§ **Written exercise**:
Write out the material below exactly, beginning at the line that contains "Identify each instance of the dormer" and ending with its last line, both ends included; write nothing else.

§ **Data shown**:

■ ■ ■ ■

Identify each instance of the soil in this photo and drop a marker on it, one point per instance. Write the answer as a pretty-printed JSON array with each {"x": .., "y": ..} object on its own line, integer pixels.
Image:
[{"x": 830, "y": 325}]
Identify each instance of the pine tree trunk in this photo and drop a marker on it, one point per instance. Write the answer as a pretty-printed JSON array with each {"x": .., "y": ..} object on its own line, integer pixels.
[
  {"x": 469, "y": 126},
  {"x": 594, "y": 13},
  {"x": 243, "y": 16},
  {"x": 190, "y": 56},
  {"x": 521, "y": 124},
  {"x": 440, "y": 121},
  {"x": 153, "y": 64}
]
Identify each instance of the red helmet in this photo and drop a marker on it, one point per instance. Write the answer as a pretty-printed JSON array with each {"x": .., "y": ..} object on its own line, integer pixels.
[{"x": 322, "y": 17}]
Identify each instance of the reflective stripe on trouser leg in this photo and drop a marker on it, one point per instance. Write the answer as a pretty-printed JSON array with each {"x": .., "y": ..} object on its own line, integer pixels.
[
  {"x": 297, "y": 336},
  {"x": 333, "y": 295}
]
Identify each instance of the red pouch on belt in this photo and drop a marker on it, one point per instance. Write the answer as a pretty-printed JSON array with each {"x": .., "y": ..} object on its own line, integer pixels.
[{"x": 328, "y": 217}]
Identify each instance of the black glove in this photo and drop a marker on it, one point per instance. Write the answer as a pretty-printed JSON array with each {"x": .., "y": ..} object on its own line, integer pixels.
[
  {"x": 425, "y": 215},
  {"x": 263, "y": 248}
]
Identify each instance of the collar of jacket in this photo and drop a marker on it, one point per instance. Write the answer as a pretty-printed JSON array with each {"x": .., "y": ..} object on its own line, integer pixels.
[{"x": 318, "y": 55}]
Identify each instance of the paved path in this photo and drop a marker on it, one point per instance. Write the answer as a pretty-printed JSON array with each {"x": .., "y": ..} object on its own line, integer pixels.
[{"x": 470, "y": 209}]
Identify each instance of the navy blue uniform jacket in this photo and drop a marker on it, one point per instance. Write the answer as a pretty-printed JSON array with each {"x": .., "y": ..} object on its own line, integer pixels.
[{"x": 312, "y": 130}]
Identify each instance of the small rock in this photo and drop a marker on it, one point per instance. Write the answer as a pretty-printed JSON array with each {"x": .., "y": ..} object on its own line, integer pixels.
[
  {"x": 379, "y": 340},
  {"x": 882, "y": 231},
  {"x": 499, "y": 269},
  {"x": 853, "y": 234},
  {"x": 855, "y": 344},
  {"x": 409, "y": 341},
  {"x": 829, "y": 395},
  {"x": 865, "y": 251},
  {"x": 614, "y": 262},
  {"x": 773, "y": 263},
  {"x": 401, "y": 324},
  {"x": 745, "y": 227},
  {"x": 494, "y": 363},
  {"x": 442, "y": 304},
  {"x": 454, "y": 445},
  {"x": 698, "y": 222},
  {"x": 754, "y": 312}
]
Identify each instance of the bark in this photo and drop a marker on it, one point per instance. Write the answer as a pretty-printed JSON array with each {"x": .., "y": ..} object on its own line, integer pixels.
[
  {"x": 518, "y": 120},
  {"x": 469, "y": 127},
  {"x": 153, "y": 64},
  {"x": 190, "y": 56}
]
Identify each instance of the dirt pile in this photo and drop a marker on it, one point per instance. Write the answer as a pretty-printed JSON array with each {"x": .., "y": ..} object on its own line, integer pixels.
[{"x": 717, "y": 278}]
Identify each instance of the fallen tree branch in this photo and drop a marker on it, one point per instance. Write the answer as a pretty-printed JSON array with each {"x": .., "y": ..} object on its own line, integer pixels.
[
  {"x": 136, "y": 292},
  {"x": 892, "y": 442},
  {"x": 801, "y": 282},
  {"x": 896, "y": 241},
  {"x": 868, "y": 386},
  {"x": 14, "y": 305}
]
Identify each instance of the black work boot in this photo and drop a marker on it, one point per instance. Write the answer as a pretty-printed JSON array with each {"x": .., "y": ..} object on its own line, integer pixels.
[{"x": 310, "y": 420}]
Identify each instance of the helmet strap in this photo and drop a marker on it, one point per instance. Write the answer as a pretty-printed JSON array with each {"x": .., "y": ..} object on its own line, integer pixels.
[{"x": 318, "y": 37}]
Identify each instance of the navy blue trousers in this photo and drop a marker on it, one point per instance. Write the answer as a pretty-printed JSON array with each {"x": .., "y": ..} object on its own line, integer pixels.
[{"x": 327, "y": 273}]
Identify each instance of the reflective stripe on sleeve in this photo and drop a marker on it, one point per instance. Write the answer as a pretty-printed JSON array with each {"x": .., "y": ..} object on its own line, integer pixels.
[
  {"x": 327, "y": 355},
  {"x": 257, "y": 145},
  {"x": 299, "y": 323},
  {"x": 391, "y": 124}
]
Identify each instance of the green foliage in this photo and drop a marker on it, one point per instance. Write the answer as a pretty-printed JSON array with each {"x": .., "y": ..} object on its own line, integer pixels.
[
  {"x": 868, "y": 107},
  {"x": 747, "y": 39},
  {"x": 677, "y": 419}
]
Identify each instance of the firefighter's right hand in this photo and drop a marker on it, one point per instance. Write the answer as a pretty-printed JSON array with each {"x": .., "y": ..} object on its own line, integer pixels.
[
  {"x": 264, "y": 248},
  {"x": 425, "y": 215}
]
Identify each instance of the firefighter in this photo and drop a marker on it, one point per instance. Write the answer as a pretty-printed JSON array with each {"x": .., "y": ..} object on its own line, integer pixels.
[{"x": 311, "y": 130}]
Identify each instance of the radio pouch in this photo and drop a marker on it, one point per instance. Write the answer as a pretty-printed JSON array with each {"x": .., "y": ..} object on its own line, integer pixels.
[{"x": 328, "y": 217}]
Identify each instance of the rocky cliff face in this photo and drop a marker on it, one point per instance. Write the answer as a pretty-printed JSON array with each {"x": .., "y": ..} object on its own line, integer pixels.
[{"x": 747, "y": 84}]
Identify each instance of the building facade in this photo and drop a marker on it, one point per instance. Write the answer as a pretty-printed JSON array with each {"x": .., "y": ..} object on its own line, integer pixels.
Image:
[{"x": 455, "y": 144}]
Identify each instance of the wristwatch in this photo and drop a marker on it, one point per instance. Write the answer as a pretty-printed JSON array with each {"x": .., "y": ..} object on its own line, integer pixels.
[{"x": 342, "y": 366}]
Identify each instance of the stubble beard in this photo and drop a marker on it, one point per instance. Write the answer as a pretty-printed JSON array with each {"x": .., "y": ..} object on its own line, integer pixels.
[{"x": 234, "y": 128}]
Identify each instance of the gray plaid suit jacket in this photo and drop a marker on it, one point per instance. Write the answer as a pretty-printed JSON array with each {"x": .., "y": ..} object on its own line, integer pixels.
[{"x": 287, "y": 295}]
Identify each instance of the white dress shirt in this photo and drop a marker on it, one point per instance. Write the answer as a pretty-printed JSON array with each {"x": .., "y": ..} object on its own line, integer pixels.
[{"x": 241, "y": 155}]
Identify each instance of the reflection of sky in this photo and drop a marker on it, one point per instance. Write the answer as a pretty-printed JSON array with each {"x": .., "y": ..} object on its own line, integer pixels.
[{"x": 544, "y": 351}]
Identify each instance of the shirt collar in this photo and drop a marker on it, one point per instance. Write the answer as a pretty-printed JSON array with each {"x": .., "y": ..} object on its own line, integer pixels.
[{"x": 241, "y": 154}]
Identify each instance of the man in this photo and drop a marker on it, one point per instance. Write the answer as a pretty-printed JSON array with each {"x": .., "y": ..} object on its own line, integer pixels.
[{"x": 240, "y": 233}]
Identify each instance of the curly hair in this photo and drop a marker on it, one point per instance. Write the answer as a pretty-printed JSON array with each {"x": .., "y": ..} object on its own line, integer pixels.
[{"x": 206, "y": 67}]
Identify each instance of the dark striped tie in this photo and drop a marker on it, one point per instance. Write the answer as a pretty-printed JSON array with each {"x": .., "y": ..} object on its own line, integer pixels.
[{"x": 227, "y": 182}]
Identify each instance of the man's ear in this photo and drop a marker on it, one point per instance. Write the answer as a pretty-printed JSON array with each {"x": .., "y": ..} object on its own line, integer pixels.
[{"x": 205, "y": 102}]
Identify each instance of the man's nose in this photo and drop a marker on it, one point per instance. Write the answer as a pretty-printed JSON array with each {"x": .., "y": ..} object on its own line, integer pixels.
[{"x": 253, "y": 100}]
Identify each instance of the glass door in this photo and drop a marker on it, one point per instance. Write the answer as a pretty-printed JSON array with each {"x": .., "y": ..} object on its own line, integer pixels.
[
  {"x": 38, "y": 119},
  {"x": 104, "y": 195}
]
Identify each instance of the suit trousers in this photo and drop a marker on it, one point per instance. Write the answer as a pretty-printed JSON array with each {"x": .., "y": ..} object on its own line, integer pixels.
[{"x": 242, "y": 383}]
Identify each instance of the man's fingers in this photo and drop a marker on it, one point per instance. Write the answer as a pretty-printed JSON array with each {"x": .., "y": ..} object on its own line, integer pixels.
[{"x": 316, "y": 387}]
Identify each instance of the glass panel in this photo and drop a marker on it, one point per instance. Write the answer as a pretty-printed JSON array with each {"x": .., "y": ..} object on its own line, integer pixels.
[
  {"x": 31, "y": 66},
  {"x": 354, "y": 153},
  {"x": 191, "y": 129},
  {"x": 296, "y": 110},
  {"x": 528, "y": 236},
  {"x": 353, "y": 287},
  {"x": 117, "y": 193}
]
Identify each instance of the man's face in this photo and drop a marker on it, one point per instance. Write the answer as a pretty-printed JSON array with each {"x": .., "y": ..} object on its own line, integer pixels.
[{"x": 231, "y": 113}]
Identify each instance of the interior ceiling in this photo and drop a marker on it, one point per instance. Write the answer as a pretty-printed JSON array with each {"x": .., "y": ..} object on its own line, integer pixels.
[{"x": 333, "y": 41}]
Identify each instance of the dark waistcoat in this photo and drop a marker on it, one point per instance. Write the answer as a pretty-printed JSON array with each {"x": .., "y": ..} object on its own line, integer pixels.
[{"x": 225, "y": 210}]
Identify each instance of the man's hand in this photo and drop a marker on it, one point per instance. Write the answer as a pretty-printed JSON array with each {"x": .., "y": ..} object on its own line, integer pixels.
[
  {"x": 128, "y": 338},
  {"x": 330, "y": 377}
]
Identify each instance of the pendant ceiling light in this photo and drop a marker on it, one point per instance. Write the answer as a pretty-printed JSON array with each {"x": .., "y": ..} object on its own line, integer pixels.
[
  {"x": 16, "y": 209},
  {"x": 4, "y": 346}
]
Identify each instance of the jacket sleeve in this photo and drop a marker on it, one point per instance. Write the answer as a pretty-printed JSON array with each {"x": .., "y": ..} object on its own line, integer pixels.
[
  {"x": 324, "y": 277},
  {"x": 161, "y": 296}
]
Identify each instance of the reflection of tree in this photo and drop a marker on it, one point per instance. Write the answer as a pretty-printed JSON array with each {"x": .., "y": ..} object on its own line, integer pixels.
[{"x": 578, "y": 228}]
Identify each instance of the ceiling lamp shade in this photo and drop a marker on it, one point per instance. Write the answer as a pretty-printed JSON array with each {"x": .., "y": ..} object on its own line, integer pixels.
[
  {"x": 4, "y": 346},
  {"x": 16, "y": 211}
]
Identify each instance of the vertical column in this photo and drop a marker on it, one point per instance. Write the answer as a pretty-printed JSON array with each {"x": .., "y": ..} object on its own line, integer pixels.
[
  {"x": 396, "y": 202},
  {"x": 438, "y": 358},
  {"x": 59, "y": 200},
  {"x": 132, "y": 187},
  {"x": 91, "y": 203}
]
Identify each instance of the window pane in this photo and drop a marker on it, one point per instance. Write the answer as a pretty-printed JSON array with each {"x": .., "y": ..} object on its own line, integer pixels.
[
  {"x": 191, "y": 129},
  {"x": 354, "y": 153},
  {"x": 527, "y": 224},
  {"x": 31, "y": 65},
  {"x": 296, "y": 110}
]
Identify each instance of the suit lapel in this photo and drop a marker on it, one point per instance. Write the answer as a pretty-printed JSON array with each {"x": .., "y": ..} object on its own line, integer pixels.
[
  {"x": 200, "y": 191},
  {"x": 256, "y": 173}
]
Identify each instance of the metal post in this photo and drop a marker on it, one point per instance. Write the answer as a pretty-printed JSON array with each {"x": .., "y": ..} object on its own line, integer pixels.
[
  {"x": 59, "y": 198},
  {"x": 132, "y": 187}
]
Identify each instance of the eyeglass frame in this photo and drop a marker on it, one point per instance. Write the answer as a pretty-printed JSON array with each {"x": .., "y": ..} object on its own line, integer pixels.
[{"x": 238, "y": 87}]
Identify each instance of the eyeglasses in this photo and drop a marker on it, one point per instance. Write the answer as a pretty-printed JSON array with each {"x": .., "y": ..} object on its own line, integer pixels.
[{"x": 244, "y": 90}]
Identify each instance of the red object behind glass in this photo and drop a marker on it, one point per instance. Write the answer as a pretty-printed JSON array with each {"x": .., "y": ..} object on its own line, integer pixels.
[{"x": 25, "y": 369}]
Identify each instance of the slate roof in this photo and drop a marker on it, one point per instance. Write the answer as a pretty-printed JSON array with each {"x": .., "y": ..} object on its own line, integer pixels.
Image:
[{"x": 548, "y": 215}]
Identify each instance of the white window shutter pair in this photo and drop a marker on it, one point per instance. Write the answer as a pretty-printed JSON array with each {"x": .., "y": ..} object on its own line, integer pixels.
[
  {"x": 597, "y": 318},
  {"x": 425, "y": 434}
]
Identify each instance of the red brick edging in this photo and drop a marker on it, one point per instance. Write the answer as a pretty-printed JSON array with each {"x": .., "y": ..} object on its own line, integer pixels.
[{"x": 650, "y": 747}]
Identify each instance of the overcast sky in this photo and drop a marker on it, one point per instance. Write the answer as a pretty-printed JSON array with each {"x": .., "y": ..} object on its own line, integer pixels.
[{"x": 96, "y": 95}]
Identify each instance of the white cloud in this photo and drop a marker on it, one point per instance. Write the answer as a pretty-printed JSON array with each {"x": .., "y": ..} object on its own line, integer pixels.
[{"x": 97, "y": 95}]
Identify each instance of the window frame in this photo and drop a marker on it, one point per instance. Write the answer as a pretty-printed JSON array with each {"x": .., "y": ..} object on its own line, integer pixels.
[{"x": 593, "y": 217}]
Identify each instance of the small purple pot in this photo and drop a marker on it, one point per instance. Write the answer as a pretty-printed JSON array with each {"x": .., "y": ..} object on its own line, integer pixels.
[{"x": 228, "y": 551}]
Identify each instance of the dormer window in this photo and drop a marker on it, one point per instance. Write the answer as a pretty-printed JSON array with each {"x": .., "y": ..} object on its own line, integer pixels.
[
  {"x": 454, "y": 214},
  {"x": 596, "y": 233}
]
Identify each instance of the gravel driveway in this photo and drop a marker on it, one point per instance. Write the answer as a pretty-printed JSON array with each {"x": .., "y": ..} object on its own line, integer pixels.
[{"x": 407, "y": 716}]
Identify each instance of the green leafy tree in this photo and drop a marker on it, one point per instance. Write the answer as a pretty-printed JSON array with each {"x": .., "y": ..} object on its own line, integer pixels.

■ ■ ■ ■

§ **Solution to this task**:
Identify each instance of the dormer window in this photo and drop a marker on it, one point per instance. Write the answer as a pretty-printed JSON array with each {"x": .., "y": ..} object on its own line, integer pixels.
[
  {"x": 454, "y": 214},
  {"x": 596, "y": 233}
]
Identify each instance of the gravel driveway in this photo and drop a marker on it, one point per instance. Write the answer as a pretty-printed JSON array with each {"x": .., "y": ..} object on its own line, integer pixels.
[{"x": 407, "y": 716}]
Identify each instance of the green leafy tree in this photo and drop a marker on it, one point per instance. Write the answer as a pretty-printed JSON array with each {"x": .., "y": ..} object on its own line, integer pixels.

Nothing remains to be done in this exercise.